Tasks to perform>
A – Reproduce the passage of the excerpt on Kenya's railway loan from China starting at "The problem with" and ending at "way cheaper prices.".
B – List every city or town named in the excerpt on Kenya's railway loan from China.

The initial agreement for the Mombasa-Nairobi railway signed on May 11, 2014 also details how the pact will be governed by Chinese laws with all disputes being arbitrated in Beijing. In addition, the contract, and a subsequent one on the Nairobi-Naivasha phase, also have a confidentiality clause gagging Kenya from making the deal public “without prior written permission of the lender (China)”.

– Daily Nation, 13th January 2019.

According to contract, Kenya is poised to lose key assets including the port of Mombasa if they default on the contracts.

The problem with China does not end with the contracts. Since the construction of the SGR, there has been an influx of Chinese traders in Kenya. These are not traders coming into the country to set up huge commercial enterprises but low-level dealers competing with small-scale Kenyan traders selling their wares in local markets. It is not clear whether as part of the Chinese SGR loan secret contract, Kenya was to grant Chinese immigrants access to the local markets to compete with small Kenyan traders – most of whom also import their wares from China.

 Some of these Chinese traders sell us our supplies in China then follow us here to set up shops next to us selling the same items at way cheaper prices.

-Wambua Nguu, an electonics trader along Nairobi’s Luthuli Avenue.

Raw data>
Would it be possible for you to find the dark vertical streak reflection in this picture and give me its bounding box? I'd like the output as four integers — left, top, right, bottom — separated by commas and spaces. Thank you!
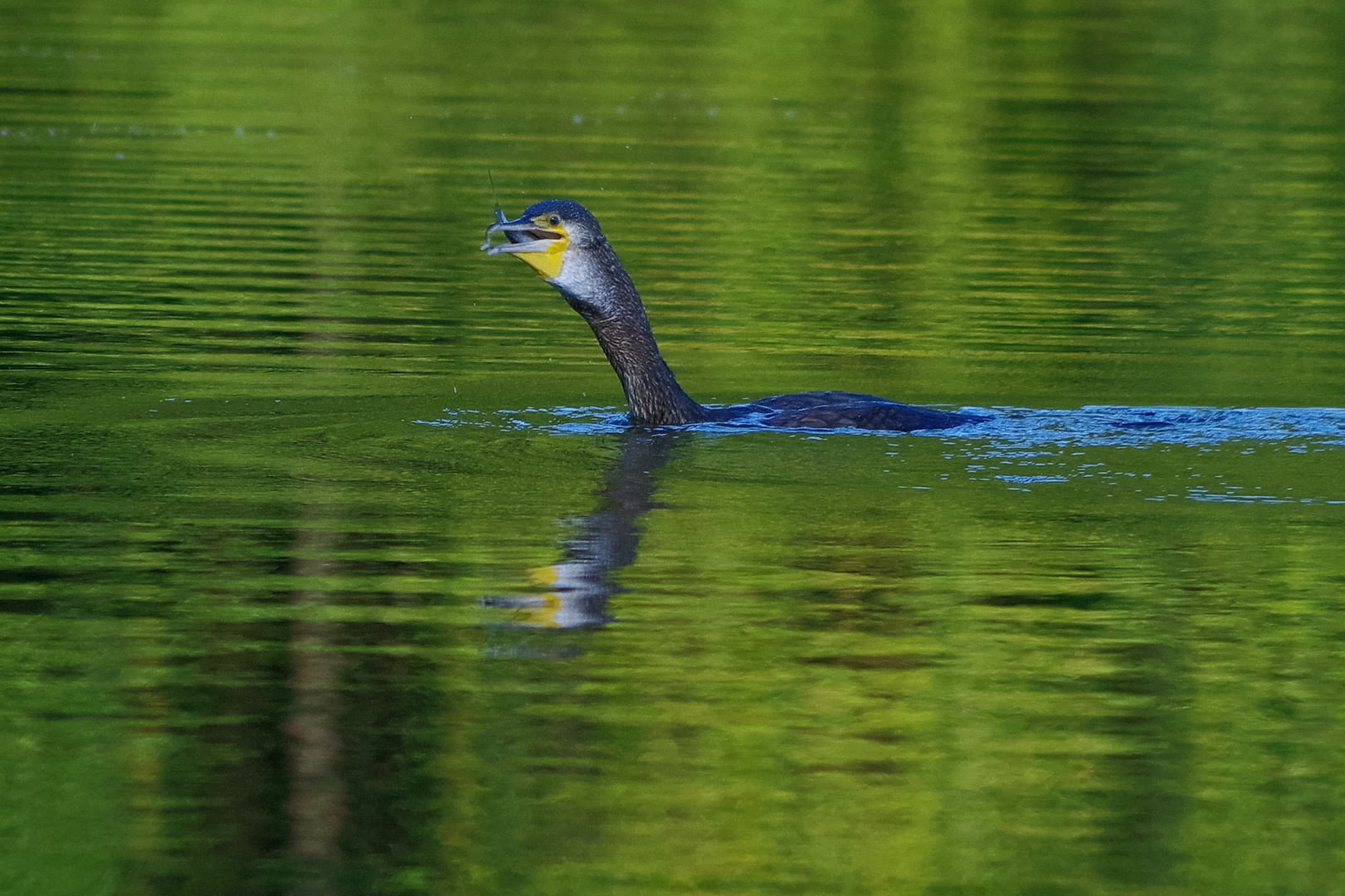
285, 528, 348, 877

Exercise responses>
A –
The problem with China does not end with the contracts. Since the construction of the SGR, there has been an influx of Chinese traders in Kenya. These are not traders coming into the country to set up huge commercial enterprises but low-level dealers competing with small-scale Kenyan traders selling their wares in local markets. It is not clear whether as part of the Chinese SGR loan secret contract, Kenya was to grant Chinese immigrants access to the local markets to compete with small Kenyan traders – most of whom also import their wares from China.

 Some of these Chinese traders sell us our supplies in China then follow us here to set up shops next to us selling the same items at way cheaper prices.

B – Mombasa, Nairobi, Naivasha, Beijing